***** DATA *****

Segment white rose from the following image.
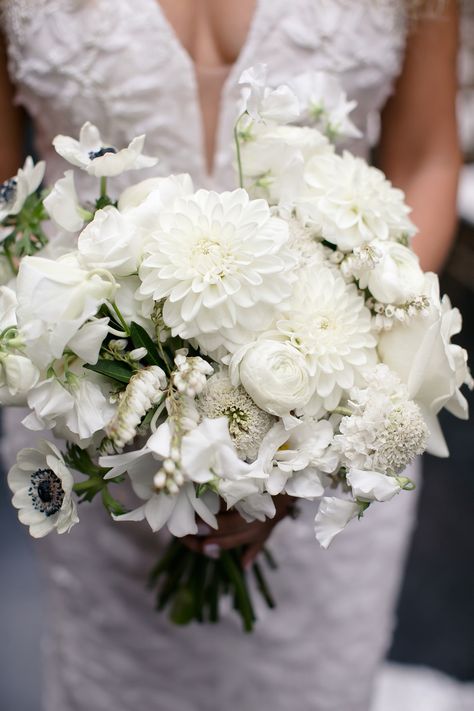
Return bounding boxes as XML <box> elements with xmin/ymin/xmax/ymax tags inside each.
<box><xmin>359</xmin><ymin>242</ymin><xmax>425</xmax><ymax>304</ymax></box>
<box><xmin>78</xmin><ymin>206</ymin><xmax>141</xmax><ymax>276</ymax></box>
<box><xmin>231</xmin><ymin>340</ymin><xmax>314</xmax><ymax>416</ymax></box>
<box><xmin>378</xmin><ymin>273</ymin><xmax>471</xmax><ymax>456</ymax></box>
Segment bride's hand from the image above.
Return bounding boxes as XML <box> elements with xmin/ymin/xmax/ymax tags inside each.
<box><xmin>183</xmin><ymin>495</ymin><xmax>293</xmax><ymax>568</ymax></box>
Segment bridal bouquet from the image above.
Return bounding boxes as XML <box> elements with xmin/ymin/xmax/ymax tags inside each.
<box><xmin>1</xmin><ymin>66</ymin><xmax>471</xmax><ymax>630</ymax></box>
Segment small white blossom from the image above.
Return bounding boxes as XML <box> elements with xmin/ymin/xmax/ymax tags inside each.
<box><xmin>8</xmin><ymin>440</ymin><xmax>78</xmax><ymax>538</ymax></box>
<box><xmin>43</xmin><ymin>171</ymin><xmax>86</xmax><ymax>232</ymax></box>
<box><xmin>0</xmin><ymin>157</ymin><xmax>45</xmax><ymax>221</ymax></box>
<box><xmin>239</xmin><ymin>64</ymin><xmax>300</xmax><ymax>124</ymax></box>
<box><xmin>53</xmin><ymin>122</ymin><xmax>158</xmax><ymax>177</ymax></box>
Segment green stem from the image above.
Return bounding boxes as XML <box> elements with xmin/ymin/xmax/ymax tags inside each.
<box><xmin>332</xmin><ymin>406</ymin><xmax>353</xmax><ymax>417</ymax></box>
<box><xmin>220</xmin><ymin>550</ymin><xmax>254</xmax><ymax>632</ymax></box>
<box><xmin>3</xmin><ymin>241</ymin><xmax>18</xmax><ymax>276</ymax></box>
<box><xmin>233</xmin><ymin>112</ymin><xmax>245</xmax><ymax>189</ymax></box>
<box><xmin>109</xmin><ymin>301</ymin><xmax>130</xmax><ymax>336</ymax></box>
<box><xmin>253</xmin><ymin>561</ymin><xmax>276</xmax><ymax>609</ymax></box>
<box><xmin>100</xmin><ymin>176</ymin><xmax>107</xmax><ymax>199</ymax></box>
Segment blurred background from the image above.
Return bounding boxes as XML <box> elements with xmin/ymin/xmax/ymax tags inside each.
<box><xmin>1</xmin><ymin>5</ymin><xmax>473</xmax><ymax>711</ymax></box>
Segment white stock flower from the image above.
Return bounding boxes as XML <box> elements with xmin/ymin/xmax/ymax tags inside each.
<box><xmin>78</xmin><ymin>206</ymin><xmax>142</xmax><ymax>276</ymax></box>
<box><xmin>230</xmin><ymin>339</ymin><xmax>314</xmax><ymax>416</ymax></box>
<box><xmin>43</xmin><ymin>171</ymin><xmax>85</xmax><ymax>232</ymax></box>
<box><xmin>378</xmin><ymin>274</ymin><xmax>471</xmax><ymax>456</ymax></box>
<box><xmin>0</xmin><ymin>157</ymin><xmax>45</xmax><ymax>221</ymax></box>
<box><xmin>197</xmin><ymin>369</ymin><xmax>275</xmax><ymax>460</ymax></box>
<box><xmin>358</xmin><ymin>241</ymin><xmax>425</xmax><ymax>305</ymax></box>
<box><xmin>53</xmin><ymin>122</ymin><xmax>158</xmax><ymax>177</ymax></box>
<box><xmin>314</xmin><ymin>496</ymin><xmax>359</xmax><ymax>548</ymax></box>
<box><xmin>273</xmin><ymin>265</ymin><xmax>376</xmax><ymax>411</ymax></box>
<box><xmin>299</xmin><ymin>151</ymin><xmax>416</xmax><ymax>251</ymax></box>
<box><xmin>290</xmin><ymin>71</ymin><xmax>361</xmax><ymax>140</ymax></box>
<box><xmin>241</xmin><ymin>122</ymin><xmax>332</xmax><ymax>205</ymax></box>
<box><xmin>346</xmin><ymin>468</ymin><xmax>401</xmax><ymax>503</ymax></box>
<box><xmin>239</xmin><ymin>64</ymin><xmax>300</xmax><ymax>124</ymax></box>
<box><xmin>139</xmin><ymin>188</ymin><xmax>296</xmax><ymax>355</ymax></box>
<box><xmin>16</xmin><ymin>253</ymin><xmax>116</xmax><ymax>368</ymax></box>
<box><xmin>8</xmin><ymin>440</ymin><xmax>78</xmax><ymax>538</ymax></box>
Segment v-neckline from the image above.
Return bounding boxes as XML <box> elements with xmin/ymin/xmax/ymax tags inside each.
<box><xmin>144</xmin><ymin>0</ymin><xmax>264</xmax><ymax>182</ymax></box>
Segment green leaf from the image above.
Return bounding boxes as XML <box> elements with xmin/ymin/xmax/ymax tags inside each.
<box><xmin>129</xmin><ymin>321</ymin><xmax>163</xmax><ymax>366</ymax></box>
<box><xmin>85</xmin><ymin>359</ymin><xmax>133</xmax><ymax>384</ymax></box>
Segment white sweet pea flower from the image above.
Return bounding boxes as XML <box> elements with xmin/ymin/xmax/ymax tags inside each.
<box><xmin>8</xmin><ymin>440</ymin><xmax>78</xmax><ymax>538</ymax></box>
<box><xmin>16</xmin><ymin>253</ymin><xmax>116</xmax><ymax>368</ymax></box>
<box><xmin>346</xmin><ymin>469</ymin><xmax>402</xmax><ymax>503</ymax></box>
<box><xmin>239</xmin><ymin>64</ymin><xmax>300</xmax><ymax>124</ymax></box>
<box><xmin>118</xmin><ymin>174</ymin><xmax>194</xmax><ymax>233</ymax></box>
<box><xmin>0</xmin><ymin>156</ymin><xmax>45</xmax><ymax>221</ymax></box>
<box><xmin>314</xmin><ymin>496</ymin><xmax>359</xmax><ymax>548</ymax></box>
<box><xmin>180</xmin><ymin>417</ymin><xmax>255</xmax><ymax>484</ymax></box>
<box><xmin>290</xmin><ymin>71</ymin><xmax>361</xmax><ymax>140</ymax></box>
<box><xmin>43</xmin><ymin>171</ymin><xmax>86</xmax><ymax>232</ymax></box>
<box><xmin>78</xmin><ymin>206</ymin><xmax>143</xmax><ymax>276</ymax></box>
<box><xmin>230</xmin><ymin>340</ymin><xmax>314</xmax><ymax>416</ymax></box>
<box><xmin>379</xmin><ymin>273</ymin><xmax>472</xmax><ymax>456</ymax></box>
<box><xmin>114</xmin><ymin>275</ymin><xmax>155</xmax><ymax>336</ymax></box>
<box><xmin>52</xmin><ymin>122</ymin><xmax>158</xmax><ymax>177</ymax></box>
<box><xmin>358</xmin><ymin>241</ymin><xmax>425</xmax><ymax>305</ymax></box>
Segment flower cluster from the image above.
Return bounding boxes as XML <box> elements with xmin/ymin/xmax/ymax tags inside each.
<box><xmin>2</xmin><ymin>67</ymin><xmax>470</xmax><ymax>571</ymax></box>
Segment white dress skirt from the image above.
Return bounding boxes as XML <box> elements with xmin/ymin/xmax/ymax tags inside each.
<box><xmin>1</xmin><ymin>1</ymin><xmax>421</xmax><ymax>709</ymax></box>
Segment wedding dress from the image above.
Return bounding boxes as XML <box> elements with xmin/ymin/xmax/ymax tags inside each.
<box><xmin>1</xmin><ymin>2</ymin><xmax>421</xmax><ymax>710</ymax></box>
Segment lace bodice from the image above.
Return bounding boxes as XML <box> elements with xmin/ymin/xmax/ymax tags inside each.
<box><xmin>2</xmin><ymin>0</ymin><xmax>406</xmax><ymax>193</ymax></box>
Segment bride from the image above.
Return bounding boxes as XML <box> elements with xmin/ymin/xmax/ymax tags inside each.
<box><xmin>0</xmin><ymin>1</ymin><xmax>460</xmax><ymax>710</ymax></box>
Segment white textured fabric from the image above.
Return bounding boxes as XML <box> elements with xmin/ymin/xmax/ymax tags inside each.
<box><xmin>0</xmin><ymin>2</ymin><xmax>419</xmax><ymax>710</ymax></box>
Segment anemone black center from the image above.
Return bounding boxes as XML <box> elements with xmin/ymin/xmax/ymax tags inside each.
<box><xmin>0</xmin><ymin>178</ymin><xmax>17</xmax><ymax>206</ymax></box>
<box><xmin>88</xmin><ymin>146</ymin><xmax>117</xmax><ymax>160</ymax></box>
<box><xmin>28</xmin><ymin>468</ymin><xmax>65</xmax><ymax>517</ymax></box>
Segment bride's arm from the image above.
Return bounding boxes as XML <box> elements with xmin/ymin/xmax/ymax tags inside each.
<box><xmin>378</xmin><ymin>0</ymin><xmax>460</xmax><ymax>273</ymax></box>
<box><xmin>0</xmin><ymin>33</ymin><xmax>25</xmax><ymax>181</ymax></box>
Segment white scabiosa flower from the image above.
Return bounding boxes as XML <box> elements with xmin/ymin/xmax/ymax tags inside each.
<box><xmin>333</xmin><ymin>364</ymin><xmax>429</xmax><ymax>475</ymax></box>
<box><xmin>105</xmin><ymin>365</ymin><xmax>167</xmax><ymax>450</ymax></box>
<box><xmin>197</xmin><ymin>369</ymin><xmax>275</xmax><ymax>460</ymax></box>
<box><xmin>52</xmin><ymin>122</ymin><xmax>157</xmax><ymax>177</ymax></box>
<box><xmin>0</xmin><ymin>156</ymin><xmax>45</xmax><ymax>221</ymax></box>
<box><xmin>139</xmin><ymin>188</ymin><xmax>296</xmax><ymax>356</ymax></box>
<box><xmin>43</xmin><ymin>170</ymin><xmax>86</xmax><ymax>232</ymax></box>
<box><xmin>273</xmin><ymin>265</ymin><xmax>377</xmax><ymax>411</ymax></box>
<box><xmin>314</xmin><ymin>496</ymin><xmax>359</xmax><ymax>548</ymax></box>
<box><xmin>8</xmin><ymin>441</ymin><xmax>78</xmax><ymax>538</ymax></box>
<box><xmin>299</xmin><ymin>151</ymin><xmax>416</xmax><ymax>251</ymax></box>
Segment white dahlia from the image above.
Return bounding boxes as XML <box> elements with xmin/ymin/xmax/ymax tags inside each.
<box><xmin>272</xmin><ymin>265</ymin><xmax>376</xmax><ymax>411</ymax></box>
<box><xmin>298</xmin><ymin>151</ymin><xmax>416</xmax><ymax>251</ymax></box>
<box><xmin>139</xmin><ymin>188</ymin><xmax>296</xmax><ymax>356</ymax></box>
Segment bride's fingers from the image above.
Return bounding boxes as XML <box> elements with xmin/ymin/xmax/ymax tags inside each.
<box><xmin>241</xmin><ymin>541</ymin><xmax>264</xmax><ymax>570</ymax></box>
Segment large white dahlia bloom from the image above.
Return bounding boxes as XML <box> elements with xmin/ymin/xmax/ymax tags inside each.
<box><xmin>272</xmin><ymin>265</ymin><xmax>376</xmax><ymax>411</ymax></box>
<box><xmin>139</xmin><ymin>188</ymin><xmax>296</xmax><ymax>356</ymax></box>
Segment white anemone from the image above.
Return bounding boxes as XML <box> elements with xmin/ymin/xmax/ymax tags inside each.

*****

● **WHAT YOU SHOULD DO**
Scan the lines above for the word "bride". Return each one that has it.

● **RESPONSE FOR THIS EXERCISE**
Segment bride's hand from the image above.
Segment bride from the image above.
Segment bride's arm from the image above.
Segment bride's fingers from the image above.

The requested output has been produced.